• WORK TO BE COMPLETED
Recast the records below as a JSON list of strings, one string per line, leaving out blank lines and the pictures.

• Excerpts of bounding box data
══════════════════════════════

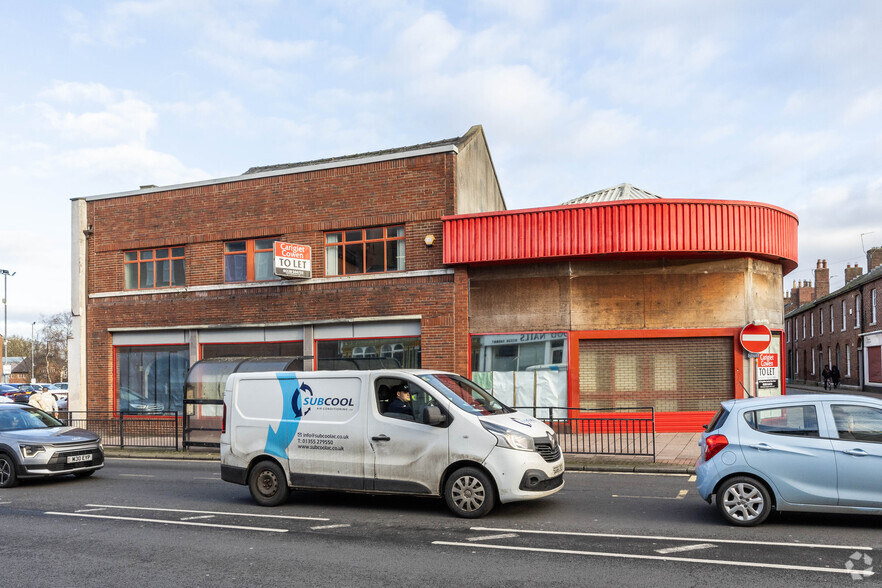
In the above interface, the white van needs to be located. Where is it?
[221,370,564,518]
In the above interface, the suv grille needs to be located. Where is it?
[536,443,560,463]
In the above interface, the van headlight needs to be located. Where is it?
[481,420,536,451]
[19,445,46,457]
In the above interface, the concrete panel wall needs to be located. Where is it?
[470,258,783,333]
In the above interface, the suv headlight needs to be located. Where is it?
[19,445,46,457]
[481,420,536,451]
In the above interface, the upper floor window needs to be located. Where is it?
[325,225,404,276]
[854,294,861,329]
[224,239,280,282]
[123,247,186,290]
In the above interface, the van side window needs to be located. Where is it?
[744,405,820,437]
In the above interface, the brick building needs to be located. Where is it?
[69,126,797,430]
[784,247,882,391]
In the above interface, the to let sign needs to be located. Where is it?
[739,324,772,353]
[273,241,312,278]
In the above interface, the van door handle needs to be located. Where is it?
[842,449,869,457]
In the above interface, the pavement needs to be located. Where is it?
[105,384,882,474]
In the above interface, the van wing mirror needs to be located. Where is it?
[423,406,447,425]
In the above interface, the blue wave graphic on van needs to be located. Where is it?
[264,373,312,459]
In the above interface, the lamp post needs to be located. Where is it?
[0,270,15,383]
[31,321,37,384]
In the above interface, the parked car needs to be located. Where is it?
[0,404,104,488]
[696,394,882,527]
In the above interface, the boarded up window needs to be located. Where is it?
[579,337,735,412]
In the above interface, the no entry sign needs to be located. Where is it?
[739,323,772,353]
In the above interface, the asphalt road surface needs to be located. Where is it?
[0,459,882,587]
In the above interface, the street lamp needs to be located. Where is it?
[0,270,15,383]
[31,321,37,384]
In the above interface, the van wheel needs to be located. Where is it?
[248,460,289,506]
[0,453,18,488]
[444,468,496,519]
[717,476,772,527]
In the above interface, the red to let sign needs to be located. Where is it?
[739,323,772,353]
[273,241,312,278]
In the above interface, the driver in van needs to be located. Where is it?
[388,384,413,416]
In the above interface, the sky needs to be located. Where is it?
[0,0,882,337]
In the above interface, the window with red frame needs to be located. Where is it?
[224,239,280,282]
[325,225,404,276]
[123,247,186,290]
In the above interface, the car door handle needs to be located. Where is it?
[842,449,869,457]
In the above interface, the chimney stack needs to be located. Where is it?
[814,259,830,300]
[867,247,882,273]
[845,264,864,284]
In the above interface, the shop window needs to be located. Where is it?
[123,247,186,290]
[471,333,569,414]
[224,239,280,282]
[114,345,190,414]
[325,225,404,276]
[315,337,422,370]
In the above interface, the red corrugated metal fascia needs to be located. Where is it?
[442,199,799,274]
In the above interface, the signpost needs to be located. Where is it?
[273,241,312,279]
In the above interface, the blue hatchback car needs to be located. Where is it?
[696,394,882,527]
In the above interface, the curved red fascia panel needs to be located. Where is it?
[442,198,799,275]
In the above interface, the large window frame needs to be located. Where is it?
[224,237,281,284]
[123,247,187,290]
[325,225,405,276]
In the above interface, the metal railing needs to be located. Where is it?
[513,406,655,461]
[57,410,181,450]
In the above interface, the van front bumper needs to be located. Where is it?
[484,446,565,503]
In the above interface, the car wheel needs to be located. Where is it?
[717,476,772,527]
[444,468,496,519]
[0,453,18,488]
[248,460,289,506]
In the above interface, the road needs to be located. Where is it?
[0,459,882,587]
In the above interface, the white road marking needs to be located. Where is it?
[466,533,518,541]
[470,527,873,551]
[612,490,689,500]
[43,512,288,533]
[655,543,716,553]
[432,541,873,576]
[310,525,352,531]
[567,466,689,478]
[86,504,331,521]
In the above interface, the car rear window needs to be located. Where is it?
[705,406,729,431]
[744,404,820,437]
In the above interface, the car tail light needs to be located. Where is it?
[704,435,729,461]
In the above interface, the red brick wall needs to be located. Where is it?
[86,153,460,410]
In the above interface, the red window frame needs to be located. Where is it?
[123,246,187,290]
[324,225,405,276]
[224,237,280,284]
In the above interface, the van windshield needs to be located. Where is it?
[419,374,515,415]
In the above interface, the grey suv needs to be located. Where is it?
[0,404,104,488]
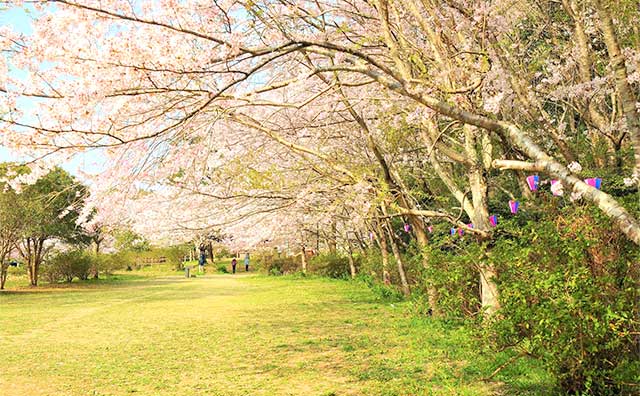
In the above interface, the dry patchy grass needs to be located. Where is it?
[0,274,552,396]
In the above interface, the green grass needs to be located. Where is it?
[0,269,550,396]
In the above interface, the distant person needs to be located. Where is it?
[198,245,207,272]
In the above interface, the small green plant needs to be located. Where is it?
[216,264,229,274]
[42,250,94,283]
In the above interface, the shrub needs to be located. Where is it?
[309,253,351,279]
[216,264,229,274]
[42,250,94,283]
[490,207,640,395]
[264,257,300,275]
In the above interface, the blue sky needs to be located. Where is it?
[0,6,103,175]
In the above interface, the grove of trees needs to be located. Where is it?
[0,0,640,394]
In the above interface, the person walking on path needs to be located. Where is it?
[198,245,207,272]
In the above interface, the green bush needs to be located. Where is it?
[264,257,301,275]
[42,250,94,283]
[309,253,355,279]
[216,264,229,274]
[490,207,640,395]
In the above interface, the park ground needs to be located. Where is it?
[0,271,551,396]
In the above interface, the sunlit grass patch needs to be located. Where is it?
[0,270,547,396]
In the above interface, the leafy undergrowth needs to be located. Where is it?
[0,270,551,396]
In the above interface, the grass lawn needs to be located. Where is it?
[0,268,550,396]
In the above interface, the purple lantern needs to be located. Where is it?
[527,175,540,191]
[584,177,602,190]
[509,201,520,214]
[551,180,563,196]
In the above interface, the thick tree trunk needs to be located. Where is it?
[376,225,391,285]
[348,249,356,279]
[0,261,9,290]
[301,245,307,274]
[386,222,411,297]
[594,0,640,180]
[464,125,500,316]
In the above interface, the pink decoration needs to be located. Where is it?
[584,177,602,190]
[527,175,540,191]
[509,201,520,214]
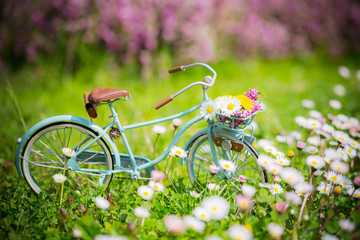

══════════════════════════════

• TASK OUTPUT
[
  "In the above interface, the white van needs to be located. Where is it?",
  "[221,370,564,518]",
  "In the above interface, the suv grille needs to be located. Where is it?",
  "[536,443,560,463]",
  "In the above interface, the van headlight needs to be located. Where is it?",
  "[481,420,536,451]",
  "[19,445,46,457]",
  "In the above interface, the concrete panel wall needs to be located. Where is it?",
  "[470,258,783,333]",
  "In the above interface, the suv headlight needs to be located. Where is it?",
  "[19,445,46,457]",
  "[481,420,536,451]",
  "In the above interface, the upper floor window needs to be located. Where is it?",
  "[325,225,404,276]",
  "[854,294,861,329]",
  "[224,239,280,282]",
  "[123,247,186,290]",
  "In the above interface, the van side window needs to be located. Where is it?",
  "[744,405,820,437]",
  "In the above interface, the brick building needs to be located. Where is it?",
  "[69,126,797,430]",
  "[784,247,882,391]",
  "In the above interface, the to let sign needs to be located. Where is it?",
  "[739,324,772,353]",
  "[273,241,312,278]",
  "In the above interface, the van door handle needs to be located. Where is it?",
  "[842,449,869,457]",
  "In the above interface, the pavement needs to be located. Where is it?",
  "[105,384,882,474]",
  "In the above interface, the van wing mirror needs to be located. Where is it?",
  "[423,406,447,425]",
  "In the above interface, the blue wave graphic on van needs to be located. Where is it?",
  "[264,373,312,459]",
  "In the above interface, the lamp post needs to be located. Where is it?",
  "[0,270,15,383]",
  "[31,321,37,384]",
  "In the above interface, the parked car needs to be located. Where is it?",
  "[0,404,104,488]",
  "[696,394,882,527]",
  "In the above interface, the boarded up window needs to be located. Where is it?",
  "[579,337,735,412]",
  "In the above interface, the no entry sign needs to be located. Where is it?",
  "[739,323,772,353]",
  "In the above interface, the asphalt road surface needs to be located. Where is it?",
  "[0,459,882,587]",
  "In the above interface, the street lamp needs to be located. Where is it?",
  "[0,270,15,383]",
  "[31,321,37,384]",
  "In the above interface, the van wheel needs to be located. Where is it?",
  "[248,460,289,506]",
  "[0,453,18,488]",
  "[444,468,496,519]",
  "[717,476,772,527]",
  "In the above interface, the red to let sign needs to be located. Where is it?",
  "[739,323,772,353]",
  "[273,241,312,278]",
  "In the above interface, the driver in van needs to be located. Where is it?",
  "[388,384,413,416]",
  "In the above interface, the sky needs to be located. Where is it?",
  "[0,0,882,337]",
  "In the above interface, the window with red frame needs to be located. Where is it?",
  "[224,239,280,282]",
  "[325,225,404,276]",
  "[123,247,186,290]",
  "In the above interface, the car door handle needs to be located. Where is it?",
  "[842,449,869,457]",
  "In the above interface, the chimney stack needs to be located. Where is it?",
  "[814,259,830,300]",
  "[867,247,882,273]",
  "[845,264,864,284]",
  "In the above interface, the shop window needs to be located. Where is it?",
  "[123,247,186,290]",
  "[471,333,569,414]",
  "[224,239,280,282]",
  "[114,345,190,414]",
  "[325,225,404,276]",
  "[315,337,422,370]",
  "In the above interface, the red corrugated metal fascia needs to be located. Where is it?",
  "[442,199,799,274]",
  "In the above interface, the signpost needs to be located. Where is it?",
  "[273,241,312,279]",
  "In the above interface, the blue hatchback car needs to be located. Where is it?",
  "[696,394,882,527]",
  "In the above interface, the curved red fascia panel needs to be located. Where is it?",
  "[442,198,799,275]",
  "In the above interface, the large window frame needs to be located. Where is it?",
  "[224,237,281,284]",
  "[123,247,187,290]",
  "[325,225,405,276]",
  "In the above interface, the metal railing needs to be located. Where is it?",
  "[513,406,655,461]",
  "[57,410,181,450]",
  "In the above interface, the van front bumper needs to be located. Where is it?",
  "[484,446,565,503]",
  "In the above interface, the car wheel needs to be located. Where is it?",
  "[717,476,772,527]",
  "[444,468,496,519]",
  "[0,453,18,488]",
  "[248,460,289,506]",
  "In the above interface, the road needs to be located. Where is it?",
  "[0,459,882,587]",
  "In the above interface, the white road marking needs to be located. Where is it?",
  "[466,533,518,541]",
  "[470,527,873,551]",
  "[612,490,689,500]",
  "[43,512,288,533]",
  "[655,543,716,553]",
  "[432,541,873,576]",
  "[310,525,352,531]",
  "[567,466,689,478]",
  "[86,504,331,521]",
  "In the above interface, the car rear window needs to be located. Where is it?",
  "[705,406,729,431]",
  "[744,404,820,437]",
  "In the above interface, the car tail light needs to be located. Where is it?",
  "[704,435,729,461]",
  "In the above interface, the red brick wall needs to be located. Where is it?",
  "[86,153,460,410]",
  "In the above interface, the red window frame needs to be located. Where is it?",
  "[123,246,187,290]",
  "[324,225,405,276]",
  "[224,237,280,284]",
  "In the above interface, the van windshield needs to be located. Where is it?",
  "[419,374,515,415]",
  "In the above interface, the grey suv needs to be located. Where is it?",
  "[0,404,104,488]",
  "In the above interface, the dry patchy grass needs to be located. Where is it?",
  "[0,274,552,396]",
  "In the above interface, the green grass needs to be located. Where is it?",
  "[0,269,550,396]",
  "In the above interface, the distant person needs to be located. Where is it?",
  "[198,245,207,272]",
  "In the above interface, the small green plant needs to be located. Where is it?",
  "[216,264,229,274]",
  "[42,250,94,283]",
  "In the above interface, the shrub needs to be located. Where is it?",
  "[309,253,351,279]",
  "[216,264,229,274]",
  "[42,250,94,283]",
  "[490,207,640,395]",
  "[264,257,300,275]",
  "In the above interface, the blue sky needs to be located. Where is it?",
  "[0,6,103,175]",
  "In the above interface, the grove of trees needs to be located. Where is it?",
  "[0,0,640,394]",
  "In the above interface, the person walking on path needs to be located. Where is it?",
  "[198,245,207,272]",
  "In the above interface, the green bush needs to be located. Where is it?",
  "[264,257,301,275]",
  "[42,250,94,283]",
  "[309,253,355,279]",
  "[216,264,229,274]",
  "[490,207,640,395]",
  "In the above interface, the park ground needs to be located. Where is it?",
  "[0,271,551,396]",
  "In the above interface, the sunlit grass patch needs to be located. Where is it?",
  "[0,270,547,396]",
  "In the above interface, the leafy undergrowth needs to be located. Where is it?",
  "[0,270,551,396]",
  "In the above interface, the grass lawn needs to be located. Where is it?",
  "[0,268,550,396]",
  "In the above interface, the purple lantern needs to be located. Where is it?",
  "[527,175,540,191]",
  "[584,177,602,190]",
  "[509,201,520,214]",
  "[551,180,563,196]",
  "In the above interface, the thick tree trunk needs to be located. Where is it?",
  "[376,225,391,285]",
  "[348,249,356,279]",
  "[0,261,9,290]",
  "[301,245,307,274]",
  "[386,222,411,297]",
  "[594,0,640,180]",
  "[464,125,500,316]",
  "In the above interface, the pink decoration needs to be located. Where is it?",
  "[584,177,602,190]",
  "[527,175,540,191]",
  "[509,201,520,214]"
]